WORK TO COMPLETE - If a line in the entries below holds the string "audience", copy it.
### INPUT RECORDS ###
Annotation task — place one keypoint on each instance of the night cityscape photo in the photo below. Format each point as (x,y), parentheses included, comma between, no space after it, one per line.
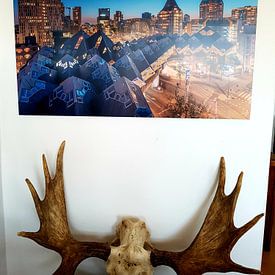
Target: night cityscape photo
(157,58)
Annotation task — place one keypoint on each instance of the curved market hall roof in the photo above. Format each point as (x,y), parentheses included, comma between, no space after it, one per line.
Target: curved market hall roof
(170,5)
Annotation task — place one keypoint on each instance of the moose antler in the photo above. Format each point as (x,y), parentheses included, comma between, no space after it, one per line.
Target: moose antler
(54,232)
(210,250)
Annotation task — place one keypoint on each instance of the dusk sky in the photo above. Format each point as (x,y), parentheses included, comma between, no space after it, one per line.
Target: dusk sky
(136,8)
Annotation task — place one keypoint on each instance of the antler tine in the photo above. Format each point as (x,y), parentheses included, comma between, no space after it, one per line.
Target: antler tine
(46,170)
(210,250)
(54,232)
(59,161)
(222,177)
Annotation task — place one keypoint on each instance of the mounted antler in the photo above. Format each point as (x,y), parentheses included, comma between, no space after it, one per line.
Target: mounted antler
(210,251)
(54,232)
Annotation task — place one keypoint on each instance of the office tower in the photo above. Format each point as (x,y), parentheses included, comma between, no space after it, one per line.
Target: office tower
(146,15)
(170,18)
(247,14)
(40,19)
(77,17)
(211,9)
(103,19)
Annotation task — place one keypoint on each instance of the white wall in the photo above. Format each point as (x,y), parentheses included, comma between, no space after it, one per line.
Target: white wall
(3,266)
(162,170)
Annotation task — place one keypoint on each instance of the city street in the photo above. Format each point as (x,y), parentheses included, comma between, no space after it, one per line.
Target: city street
(223,96)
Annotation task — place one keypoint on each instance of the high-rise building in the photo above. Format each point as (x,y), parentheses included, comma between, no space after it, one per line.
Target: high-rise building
(77,17)
(170,18)
(40,19)
(211,9)
(103,19)
(146,15)
(247,14)
(186,19)
(118,17)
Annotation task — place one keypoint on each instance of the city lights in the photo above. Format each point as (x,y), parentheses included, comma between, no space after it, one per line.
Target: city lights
(184,59)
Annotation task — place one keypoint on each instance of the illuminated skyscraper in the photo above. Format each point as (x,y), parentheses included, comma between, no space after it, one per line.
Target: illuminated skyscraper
(247,14)
(118,17)
(146,15)
(103,19)
(170,18)
(77,17)
(211,9)
(40,19)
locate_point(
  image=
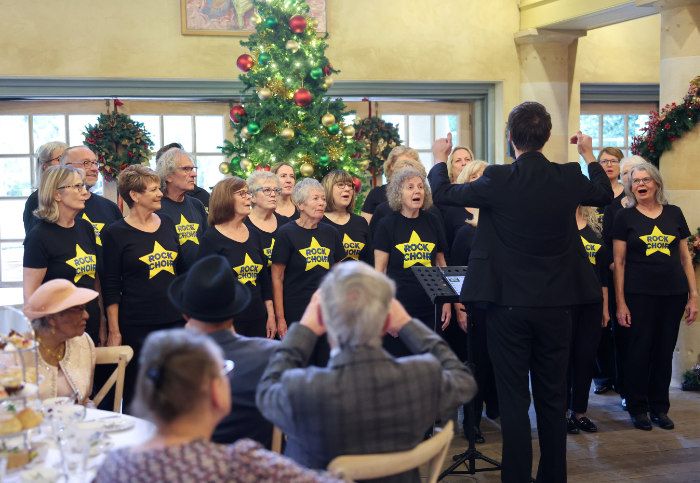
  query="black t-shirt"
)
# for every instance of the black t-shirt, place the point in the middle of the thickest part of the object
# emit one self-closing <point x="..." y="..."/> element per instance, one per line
<point x="653" y="262"/>
<point x="139" y="266"/>
<point x="250" y="265"/>
<point x="410" y="242"/>
<point x="462" y="245"/>
<point x="307" y="254"/>
<point x="355" y="237"/>
<point x="375" y="197"/>
<point x="267" y="239"/>
<point x="597" y="253"/>
<point x="67" y="253"/>
<point x="190" y="219"/>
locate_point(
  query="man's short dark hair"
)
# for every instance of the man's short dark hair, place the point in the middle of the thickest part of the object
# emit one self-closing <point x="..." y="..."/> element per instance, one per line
<point x="167" y="147"/>
<point x="529" y="125"/>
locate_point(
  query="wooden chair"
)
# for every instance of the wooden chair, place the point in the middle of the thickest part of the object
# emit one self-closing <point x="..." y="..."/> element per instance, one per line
<point x="431" y="451"/>
<point x="119" y="355"/>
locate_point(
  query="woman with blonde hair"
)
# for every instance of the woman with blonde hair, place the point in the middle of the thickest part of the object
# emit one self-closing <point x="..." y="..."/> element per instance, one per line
<point x="340" y="204"/>
<point x="61" y="245"/>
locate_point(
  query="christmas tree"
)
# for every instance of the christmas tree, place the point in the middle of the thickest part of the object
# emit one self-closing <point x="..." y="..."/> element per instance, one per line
<point x="289" y="118"/>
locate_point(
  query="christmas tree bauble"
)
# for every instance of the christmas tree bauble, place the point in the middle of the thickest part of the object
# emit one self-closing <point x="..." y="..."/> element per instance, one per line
<point x="316" y="73"/>
<point x="297" y="24"/>
<point x="264" y="58"/>
<point x="328" y="119"/>
<point x="253" y="127"/>
<point x="245" y="62"/>
<point x="287" y="133"/>
<point x="236" y="113"/>
<point x="292" y="46"/>
<point x="306" y="170"/>
<point x="302" y="97"/>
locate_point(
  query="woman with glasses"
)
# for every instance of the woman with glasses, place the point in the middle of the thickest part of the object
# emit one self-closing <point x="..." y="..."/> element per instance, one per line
<point x="61" y="246"/>
<point x="47" y="155"/>
<point x="142" y="257"/>
<point x="654" y="287"/>
<point x="340" y="206"/>
<point x="229" y="236"/>
<point x="184" y="388"/>
<point x="178" y="174"/>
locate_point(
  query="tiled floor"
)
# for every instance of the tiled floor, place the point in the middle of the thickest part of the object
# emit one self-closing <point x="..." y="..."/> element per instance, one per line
<point x="618" y="452"/>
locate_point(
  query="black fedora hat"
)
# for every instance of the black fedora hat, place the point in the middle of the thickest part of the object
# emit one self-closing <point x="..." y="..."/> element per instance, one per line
<point x="209" y="291"/>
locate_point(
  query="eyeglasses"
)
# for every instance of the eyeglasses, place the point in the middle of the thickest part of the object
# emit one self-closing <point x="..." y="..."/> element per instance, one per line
<point x="76" y="187"/>
<point x="269" y="191"/>
<point x="644" y="181"/>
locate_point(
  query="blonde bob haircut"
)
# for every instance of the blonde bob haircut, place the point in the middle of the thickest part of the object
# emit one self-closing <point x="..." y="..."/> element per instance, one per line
<point x="395" y="188"/>
<point x="330" y="180"/>
<point x="470" y="169"/>
<point x="53" y="178"/>
<point x="388" y="165"/>
<point x="449" y="160"/>
<point x="221" y="204"/>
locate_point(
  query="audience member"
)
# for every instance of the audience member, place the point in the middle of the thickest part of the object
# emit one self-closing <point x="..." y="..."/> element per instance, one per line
<point x="183" y="387"/>
<point x="364" y="401"/>
<point x="58" y="313"/>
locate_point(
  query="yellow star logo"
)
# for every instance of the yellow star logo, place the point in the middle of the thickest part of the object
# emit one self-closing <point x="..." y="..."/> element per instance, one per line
<point x="187" y="231"/>
<point x="248" y="272"/>
<point x="95" y="226"/>
<point x="159" y="260"/>
<point x="416" y="251"/>
<point x="657" y="242"/>
<point x="316" y="255"/>
<point x="85" y="264"/>
<point x="591" y="249"/>
<point x="352" y="248"/>
<point x="268" y="252"/>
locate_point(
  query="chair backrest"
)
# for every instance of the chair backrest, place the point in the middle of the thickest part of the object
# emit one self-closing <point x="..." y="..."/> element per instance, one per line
<point x="431" y="451"/>
<point x="119" y="355"/>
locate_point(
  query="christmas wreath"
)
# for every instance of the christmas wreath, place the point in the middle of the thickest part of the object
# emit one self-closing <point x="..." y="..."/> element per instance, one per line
<point x="118" y="141"/>
<point x="379" y="137"/>
<point x="671" y="123"/>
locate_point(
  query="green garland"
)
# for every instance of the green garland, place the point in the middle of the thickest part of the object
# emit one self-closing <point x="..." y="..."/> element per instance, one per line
<point x="664" y="127"/>
<point x="118" y="141"/>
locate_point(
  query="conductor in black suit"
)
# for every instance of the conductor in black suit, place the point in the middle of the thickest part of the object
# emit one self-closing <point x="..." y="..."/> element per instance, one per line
<point x="528" y="267"/>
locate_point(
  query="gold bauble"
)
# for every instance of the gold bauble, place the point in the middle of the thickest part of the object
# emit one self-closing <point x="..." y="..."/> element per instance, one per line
<point x="292" y="46"/>
<point x="306" y="170"/>
<point x="287" y="133"/>
<point x="246" y="164"/>
<point x="328" y="119"/>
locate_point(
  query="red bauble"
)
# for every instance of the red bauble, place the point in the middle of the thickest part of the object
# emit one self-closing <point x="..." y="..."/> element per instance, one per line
<point x="236" y="113"/>
<point x="297" y="24"/>
<point x="245" y="62"/>
<point x="302" y="97"/>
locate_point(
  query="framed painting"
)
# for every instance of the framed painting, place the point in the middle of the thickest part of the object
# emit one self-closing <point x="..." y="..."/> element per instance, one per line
<point x="231" y="17"/>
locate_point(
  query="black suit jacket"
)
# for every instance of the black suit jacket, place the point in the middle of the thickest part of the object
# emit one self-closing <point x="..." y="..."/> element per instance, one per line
<point x="527" y="251"/>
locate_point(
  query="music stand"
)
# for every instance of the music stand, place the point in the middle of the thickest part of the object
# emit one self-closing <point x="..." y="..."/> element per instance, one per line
<point x="442" y="285"/>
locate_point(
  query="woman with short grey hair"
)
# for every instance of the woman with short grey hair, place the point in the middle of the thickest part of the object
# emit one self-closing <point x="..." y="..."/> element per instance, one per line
<point x="304" y="251"/>
<point x="654" y="287"/>
<point x="410" y="237"/>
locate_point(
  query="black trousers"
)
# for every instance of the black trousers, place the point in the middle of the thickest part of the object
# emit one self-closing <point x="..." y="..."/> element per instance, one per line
<point x="585" y="335"/>
<point x="652" y="339"/>
<point x="532" y="341"/>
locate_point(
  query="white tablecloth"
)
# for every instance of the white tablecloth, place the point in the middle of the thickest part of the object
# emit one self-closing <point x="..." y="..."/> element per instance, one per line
<point x="141" y="431"/>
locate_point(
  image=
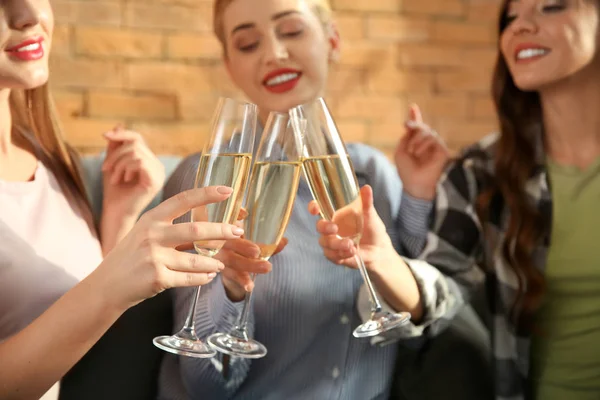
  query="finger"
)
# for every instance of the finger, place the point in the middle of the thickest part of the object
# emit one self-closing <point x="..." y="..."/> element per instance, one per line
<point x="114" y="155"/>
<point x="237" y="262"/>
<point x="123" y="135"/>
<point x="425" y="147"/>
<point x="242" y="279"/>
<point x="174" y="235"/>
<point x="188" y="262"/>
<point x="242" y="214"/>
<point x="325" y="227"/>
<point x="366" y="196"/>
<point x="313" y="208"/>
<point x="184" y="201"/>
<point x="243" y="247"/>
<point x="417" y="140"/>
<point x="281" y="245"/>
<point x="131" y="171"/>
<point x="333" y="242"/>
<point x="120" y="169"/>
<point x="341" y="258"/>
<point x="414" y="113"/>
<point x="172" y="279"/>
<point x="185" y="246"/>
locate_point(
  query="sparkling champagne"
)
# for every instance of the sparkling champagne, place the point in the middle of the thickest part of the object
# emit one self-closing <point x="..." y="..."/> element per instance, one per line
<point x="221" y="170"/>
<point x="333" y="185"/>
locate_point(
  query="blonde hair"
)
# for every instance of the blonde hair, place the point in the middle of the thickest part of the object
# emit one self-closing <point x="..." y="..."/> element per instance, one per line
<point x="33" y="115"/>
<point x="321" y="8"/>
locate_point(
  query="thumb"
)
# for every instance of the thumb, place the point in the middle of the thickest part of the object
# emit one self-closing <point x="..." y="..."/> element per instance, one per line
<point x="366" y="196"/>
<point x="414" y="114"/>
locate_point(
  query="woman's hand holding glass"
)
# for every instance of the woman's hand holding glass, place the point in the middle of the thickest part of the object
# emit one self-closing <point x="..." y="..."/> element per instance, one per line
<point x="241" y="260"/>
<point x="375" y="244"/>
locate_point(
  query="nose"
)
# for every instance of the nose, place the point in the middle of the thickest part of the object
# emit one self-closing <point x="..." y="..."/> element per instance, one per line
<point x="21" y="14"/>
<point x="276" y="50"/>
<point x="524" y="23"/>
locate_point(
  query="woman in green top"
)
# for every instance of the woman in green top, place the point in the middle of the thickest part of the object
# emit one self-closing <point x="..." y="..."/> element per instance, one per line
<point x="522" y="207"/>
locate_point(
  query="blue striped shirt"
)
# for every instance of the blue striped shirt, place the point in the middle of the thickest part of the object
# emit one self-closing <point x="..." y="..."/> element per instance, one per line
<point x="304" y="311"/>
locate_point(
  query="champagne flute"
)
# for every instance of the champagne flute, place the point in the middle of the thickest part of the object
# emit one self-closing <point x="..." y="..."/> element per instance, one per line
<point x="225" y="161"/>
<point x="269" y="202"/>
<point x="333" y="184"/>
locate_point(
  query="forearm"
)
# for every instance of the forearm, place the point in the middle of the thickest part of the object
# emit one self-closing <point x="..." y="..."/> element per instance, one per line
<point x="38" y="356"/>
<point x="114" y="226"/>
<point x="214" y="313"/>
###
ANSWER TO THIS PROBLEM -
  query="audience member"
# for every instance of the audience member, place the point in the middle of the thickest part of the object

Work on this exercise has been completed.